▸ Your instructions: Update the lines from the line with "Indicate the blue sky" to the line with "<point>633,449</point>" by replacing "dot" with "marker" everywhere, leaving everything else unchanged. Give back only those lines.

▸ Dataset extract:
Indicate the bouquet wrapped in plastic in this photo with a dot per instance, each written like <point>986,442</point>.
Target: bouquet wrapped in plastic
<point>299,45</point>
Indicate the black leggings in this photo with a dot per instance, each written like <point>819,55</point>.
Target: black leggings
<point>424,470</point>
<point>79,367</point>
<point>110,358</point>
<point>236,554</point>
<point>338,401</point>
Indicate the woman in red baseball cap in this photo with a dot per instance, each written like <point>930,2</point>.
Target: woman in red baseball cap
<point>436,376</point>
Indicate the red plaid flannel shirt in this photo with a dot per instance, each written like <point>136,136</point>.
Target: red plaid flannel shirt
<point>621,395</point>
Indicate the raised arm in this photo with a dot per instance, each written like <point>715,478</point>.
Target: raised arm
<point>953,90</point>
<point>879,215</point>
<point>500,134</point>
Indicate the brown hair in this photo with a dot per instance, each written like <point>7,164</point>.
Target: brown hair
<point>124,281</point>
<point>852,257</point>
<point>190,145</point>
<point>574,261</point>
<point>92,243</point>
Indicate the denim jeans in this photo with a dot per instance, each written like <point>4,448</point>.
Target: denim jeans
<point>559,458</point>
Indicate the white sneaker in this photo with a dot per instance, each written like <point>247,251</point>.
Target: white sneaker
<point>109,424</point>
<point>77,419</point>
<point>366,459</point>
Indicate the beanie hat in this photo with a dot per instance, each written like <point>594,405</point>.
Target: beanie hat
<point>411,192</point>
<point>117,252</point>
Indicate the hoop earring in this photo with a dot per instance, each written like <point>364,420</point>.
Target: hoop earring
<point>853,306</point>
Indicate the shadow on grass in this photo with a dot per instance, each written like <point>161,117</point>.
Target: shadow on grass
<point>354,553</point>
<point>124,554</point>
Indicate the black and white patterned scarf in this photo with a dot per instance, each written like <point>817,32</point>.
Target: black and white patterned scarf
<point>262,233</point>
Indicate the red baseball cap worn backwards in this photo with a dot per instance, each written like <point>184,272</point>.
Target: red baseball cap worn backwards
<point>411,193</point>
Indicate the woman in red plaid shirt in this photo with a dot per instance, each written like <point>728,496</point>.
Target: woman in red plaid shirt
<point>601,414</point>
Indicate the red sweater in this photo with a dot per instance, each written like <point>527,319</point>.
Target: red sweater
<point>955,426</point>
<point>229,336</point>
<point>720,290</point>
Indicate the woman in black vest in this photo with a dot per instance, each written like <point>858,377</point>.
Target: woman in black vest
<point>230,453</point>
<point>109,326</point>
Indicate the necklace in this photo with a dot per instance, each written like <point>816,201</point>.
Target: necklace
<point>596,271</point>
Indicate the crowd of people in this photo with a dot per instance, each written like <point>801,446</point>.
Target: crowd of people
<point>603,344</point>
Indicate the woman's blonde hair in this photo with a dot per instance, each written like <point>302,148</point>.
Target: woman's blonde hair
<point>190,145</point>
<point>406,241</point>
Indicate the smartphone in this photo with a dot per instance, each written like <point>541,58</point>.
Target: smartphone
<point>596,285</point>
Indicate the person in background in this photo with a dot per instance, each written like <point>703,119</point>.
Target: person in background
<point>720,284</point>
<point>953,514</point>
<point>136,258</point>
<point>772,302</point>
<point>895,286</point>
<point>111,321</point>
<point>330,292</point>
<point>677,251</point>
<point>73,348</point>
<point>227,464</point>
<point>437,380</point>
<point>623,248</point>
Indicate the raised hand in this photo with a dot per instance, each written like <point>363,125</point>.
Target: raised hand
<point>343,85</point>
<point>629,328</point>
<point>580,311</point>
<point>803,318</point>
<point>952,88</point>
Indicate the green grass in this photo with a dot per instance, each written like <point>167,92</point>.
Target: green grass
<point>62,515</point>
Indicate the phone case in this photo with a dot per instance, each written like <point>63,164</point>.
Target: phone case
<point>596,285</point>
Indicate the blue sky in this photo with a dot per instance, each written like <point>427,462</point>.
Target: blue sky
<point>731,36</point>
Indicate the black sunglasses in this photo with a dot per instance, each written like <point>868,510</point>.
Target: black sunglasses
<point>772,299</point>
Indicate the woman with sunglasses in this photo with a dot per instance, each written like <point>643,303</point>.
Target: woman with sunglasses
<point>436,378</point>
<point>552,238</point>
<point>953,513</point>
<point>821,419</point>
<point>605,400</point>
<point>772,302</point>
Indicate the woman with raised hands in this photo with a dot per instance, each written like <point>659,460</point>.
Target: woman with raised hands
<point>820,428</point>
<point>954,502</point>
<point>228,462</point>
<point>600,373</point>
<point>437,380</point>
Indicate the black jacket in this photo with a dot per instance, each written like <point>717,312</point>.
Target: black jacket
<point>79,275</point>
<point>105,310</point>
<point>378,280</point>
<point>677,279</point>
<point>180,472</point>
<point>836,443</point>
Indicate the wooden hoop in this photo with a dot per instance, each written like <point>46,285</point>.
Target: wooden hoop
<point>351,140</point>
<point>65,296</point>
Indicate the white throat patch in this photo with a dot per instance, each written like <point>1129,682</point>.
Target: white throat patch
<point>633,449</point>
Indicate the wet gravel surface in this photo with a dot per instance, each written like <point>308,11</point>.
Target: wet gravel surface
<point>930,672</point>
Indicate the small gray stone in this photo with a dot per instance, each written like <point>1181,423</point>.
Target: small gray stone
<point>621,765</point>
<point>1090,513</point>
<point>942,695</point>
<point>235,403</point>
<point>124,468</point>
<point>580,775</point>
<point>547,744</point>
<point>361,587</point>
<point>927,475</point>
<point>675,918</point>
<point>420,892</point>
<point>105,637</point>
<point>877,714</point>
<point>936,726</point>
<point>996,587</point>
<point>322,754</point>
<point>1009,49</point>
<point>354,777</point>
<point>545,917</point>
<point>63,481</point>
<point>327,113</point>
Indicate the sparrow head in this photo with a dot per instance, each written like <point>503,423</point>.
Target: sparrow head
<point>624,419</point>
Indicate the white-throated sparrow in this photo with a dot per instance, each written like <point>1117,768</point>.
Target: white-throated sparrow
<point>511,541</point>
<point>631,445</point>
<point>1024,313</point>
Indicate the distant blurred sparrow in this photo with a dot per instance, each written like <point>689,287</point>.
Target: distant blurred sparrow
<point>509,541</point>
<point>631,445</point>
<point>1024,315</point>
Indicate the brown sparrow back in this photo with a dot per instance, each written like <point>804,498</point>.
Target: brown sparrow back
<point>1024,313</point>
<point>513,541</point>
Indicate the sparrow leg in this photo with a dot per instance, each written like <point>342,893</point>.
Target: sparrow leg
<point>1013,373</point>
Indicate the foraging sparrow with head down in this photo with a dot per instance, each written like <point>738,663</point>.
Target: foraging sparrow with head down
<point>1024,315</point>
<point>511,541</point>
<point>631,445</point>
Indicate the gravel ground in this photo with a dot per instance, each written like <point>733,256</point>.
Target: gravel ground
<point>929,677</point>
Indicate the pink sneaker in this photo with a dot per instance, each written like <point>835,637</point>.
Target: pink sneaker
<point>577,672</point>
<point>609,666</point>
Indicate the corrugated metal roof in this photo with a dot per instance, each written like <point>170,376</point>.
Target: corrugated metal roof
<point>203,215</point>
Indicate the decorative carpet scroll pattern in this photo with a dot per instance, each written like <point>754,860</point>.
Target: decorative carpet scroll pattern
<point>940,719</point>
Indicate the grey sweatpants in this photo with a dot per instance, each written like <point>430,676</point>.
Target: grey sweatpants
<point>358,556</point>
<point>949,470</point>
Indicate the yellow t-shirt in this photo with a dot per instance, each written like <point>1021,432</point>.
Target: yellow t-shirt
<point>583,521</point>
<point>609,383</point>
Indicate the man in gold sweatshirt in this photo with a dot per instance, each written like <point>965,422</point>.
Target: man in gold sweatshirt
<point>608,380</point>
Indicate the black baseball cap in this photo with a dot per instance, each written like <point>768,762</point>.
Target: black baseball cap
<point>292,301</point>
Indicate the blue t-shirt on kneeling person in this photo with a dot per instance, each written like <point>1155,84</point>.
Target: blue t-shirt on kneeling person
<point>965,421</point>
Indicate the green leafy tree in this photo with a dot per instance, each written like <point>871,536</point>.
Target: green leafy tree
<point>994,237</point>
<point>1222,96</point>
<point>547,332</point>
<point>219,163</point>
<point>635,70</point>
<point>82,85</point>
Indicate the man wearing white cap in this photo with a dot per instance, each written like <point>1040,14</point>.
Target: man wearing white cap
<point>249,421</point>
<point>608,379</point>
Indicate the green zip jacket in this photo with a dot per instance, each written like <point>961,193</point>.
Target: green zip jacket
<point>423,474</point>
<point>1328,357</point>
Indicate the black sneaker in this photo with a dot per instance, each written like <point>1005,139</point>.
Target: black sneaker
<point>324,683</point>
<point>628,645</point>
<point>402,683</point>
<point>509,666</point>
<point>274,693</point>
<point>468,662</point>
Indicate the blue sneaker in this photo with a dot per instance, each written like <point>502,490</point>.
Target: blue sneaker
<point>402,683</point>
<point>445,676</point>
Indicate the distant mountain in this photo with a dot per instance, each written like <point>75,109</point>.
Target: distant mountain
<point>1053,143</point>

▸ Reply to the exercise:
Indicate the blue sky in this photo with a marker per instance, each written like <point>427,462</point>.
Target: blue sky
<point>731,36</point>
Indicate the black sunglasses in this photo with a marker per instance, each written like <point>868,510</point>.
Target: black sunglasses
<point>772,299</point>
Indicate the woman with sunglasses in this photo with a marker per instance, each written like <point>643,303</point>.
Target: woman with sunglasses
<point>436,378</point>
<point>552,238</point>
<point>953,513</point>
<point>821,419</point>
<point>605,400</point>
<point>772,302</point>
Indicate the woman with raised hands in this photo with a marker per instance, each written like <point>659,460</point>.
Target: woman with raised hands
<point>820,428</point>
<point>954,502</point>
<point>228,462</point>
<point>600,373</point>
<point>437,380</point>
Indicate the black jacket in this photo with a marker per instance, each written like <point>717,312</point>.
Target: black jacket
<point>79,275</point>
<point>105,310</point>
<point>378,280</point>
<point>677,279</point>
<point>180,472</point>
<point>836,443</point>
Indicate the wooden hoop in this photo with a marker per instance, each written like <point>46,285</point>.
Target: wooden hoop
<point>351,140</point>
<point>65,296</point>
Indicate the white throat patch in this photo with a marker per instance, each written like <point>1129,682</point>.
Target: white throat patch
<point>633,449</point>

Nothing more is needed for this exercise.